TASK DIRECTIONS » Find the word "rung" in the records and copy every line where it occurs.

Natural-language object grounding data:
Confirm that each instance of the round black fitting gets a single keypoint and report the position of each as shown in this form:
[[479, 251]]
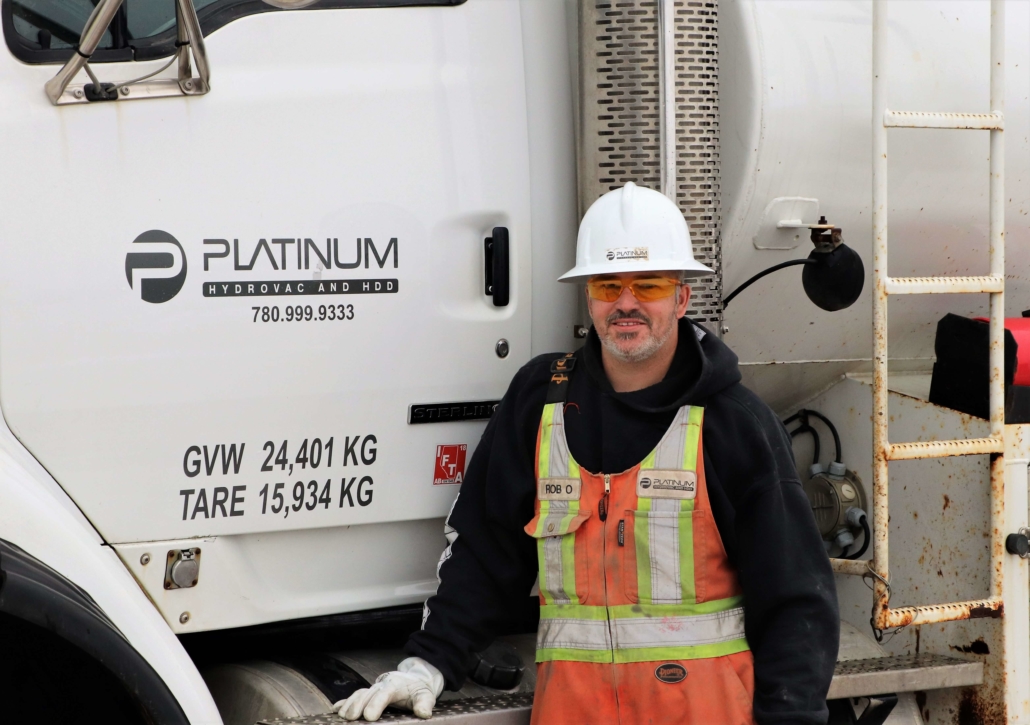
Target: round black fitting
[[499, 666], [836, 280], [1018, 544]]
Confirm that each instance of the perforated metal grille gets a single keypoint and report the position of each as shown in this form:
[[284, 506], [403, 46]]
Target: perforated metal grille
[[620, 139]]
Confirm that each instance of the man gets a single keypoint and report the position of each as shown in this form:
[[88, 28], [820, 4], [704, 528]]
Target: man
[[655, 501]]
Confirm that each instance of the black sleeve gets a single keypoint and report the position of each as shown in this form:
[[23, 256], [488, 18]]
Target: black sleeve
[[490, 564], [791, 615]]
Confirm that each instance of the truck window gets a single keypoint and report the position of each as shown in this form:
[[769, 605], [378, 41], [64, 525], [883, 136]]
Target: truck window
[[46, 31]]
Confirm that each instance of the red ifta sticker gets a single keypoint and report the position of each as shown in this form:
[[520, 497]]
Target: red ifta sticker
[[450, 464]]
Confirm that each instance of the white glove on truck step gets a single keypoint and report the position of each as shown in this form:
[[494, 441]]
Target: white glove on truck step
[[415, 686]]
--
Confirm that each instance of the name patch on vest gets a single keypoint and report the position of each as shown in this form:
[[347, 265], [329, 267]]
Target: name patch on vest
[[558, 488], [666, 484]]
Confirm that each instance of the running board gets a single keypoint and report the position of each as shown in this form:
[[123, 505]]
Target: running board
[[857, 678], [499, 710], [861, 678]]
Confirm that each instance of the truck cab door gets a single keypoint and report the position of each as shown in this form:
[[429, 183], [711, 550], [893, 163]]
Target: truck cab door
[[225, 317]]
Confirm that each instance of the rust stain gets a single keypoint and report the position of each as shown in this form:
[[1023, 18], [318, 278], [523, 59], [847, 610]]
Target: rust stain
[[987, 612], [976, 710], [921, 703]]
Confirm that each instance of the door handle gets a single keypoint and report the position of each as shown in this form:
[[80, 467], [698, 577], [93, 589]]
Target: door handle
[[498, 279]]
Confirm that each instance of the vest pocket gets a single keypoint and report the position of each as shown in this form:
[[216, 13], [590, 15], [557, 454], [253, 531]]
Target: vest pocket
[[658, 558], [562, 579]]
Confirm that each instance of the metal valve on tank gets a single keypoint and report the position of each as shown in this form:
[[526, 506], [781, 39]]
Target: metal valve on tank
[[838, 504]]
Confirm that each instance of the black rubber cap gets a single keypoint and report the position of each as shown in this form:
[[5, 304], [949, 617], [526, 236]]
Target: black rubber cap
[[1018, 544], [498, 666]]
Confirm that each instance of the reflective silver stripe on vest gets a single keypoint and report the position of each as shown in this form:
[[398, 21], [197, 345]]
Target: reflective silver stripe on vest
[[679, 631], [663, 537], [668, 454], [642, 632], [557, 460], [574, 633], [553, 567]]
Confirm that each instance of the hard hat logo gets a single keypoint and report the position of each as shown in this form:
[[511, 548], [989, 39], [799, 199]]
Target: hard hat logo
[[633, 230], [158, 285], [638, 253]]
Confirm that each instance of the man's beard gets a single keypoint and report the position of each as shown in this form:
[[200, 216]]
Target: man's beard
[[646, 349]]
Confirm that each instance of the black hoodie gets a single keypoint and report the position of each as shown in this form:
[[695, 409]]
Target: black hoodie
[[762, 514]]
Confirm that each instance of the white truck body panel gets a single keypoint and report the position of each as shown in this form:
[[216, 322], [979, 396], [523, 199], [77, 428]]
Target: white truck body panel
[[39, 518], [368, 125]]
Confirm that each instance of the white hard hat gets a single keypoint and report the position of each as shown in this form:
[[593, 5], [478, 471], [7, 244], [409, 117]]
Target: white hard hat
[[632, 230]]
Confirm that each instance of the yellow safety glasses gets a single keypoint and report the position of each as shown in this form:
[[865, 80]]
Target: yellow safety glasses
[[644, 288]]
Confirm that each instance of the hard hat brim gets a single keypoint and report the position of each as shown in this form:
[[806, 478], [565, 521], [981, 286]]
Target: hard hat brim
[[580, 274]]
--
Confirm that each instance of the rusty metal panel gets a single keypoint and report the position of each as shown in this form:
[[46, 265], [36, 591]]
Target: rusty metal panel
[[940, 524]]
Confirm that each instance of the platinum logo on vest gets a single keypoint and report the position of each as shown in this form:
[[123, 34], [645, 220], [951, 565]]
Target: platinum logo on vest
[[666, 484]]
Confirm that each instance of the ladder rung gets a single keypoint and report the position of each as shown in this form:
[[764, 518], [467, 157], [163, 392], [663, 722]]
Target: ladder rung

YOUR RESPONSE »
Confirm that each instance of the ladder rung gets a single keypoint and report the position of each as shown in this form:
Target: ladder rung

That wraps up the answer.